:: PROBLEMS TO WORK ON ::
#1 Pick out every line of the listing that contains the word "clicks".
#2 Give what comes next in the pull request discussion about the binary verification script, picking up after its last line.

*** SOURCE EXTRACT ***

Though I get your point and agree that it's good to minimize dependencies, I'd argue that the advantage of increased readability/maintainability outweighs the drawback in this case. Looking at the other external dependencies in the script, I think having wget and pgp available on an embedded target is even much less likely than a Python interpreter... Not even being able to do something seemingly simple as calculating a SHA256 in a shell script without pain (as pointed out by laanwj) doesn't convince me either to the "sh scripts are generally preferable over Python" argument.

MarcoFalke commented at 4:53 PM on January 21, 2021: member

Concept ACK

laanwj commented at 7:03 PM on January 29, 2021: member

Tested and code review ACK c86b9a65eb0d6d1e659415880702c4dc889c34e6

laanwj merged this on Jan 29, 2021

laanwj closed this on Jan 29, 2021

in contrib/verifybinaries/verify.py:71 in c86b9a65eb

  66 | +        contents2 = file2.read()

*** SUPPLIED MATERIAL ***

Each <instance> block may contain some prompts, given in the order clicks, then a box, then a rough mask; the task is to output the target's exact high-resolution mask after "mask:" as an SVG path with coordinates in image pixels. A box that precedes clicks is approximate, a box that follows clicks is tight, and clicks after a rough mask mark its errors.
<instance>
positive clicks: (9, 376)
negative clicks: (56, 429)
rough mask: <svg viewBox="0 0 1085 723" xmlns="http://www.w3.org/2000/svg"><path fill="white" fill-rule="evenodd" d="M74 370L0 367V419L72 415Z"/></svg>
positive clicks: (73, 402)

***

:: ANSWER SECTION ::
#1
Each <instance> block may contain some prompts, given in the order clicks, then a box, then a rough mask; the task is to output the target's exact high-resolution mask after "mask:" as an SVG path with coordinates in image pixels. A box that precedes clicks is approximate, a box that follows clicks is tight, and clicks after a rough mask mark its errors.
positive clicks: (9, 376)
negative clicks: (56, 429)
positive clicks: (73, 402)

#2
  67 | +    return contents1 == contents2
  68 | +
  69 | +
  70 | +def verify_with_gpg(signature_filename, output_filename):
  71 | +    result = subprocess.run(['gpg', '--yes', '--decrypt', '--output',

MarcoFalke commented at 8:05 AM on January 31, 2021:

Obviously unrelated, but I wondered why we'd use --decrypt to --verify when the files aren't encrypted

MarcoFalke commented at 8:15 AM on January 31, 2021:

Oh, I see it is used to protect against attacks where some parts of the file are not covered by the signature.

shesek commented at 2:31 AM on February 1, 2021:

What attack are you referring to?

My understanding is that --decrypt is used here because it makes gpg output the signed message to STDOUT (or the file specified by --output), without the header and signature, while --verify won't give you that.

I commonly use it like that: curl https://foo.bar/SHA256SUMS.asc | gpg --decrypt - | sha256sum -c -.

Yes, it is kind of strange that its called decrypt when in reality it doesn't decrypt anything...

shesek commented at 2:46 AM on February 1, 2021:

Another thing to note is that gpg checks the signature against any of the public keys in the local keyring. This can be improved by creating a keyring with just Bitcoin Core's signing key and verifying against that:

$ gpg --export 90C8019E36C2E964 |  gpg --no-default-keyring --keyring ./bitcoincore.keyring --import
$ gpg --no-default-keyring --keyring ./bitcoincore.keyring --decrypt SHA256SUMS.asc

(Note the ./ for --keyring -- the keyring file will be created in ~/.gnupg instead of the PWD without it)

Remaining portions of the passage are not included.